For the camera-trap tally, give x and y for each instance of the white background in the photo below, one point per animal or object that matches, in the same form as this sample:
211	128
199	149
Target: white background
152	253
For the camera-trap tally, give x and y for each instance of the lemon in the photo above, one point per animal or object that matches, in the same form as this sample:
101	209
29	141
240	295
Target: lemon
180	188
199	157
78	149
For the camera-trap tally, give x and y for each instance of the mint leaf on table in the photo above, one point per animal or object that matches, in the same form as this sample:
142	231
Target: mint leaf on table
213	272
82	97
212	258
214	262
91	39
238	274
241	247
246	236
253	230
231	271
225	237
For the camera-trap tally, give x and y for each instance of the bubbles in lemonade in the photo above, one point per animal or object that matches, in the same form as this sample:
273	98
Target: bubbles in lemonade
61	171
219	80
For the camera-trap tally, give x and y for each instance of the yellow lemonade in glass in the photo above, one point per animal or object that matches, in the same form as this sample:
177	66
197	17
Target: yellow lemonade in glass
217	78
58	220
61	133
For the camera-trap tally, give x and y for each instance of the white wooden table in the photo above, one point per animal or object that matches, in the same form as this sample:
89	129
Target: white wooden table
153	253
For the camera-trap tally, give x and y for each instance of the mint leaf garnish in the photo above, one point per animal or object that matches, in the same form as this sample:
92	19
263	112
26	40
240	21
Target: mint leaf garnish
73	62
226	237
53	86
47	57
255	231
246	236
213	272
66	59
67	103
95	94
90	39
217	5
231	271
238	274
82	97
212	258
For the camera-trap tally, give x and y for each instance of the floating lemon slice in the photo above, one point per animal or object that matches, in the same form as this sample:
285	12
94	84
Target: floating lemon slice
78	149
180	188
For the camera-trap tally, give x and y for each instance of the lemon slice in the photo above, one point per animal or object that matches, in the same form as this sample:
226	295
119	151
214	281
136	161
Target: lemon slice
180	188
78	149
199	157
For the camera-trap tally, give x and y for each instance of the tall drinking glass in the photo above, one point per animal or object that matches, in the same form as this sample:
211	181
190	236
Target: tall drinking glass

========================================================================

Please copy the items line for line, starting at the line that contains "of the tall" and ending with the final line of the items.

Response to the exercise:
For the camera-trap tally, give x and y for each instance of the tall drinking glass in the photo above, one point per animal or object that matches, in the same form as this sample:
211	181
190	236
Target: tall drinking glass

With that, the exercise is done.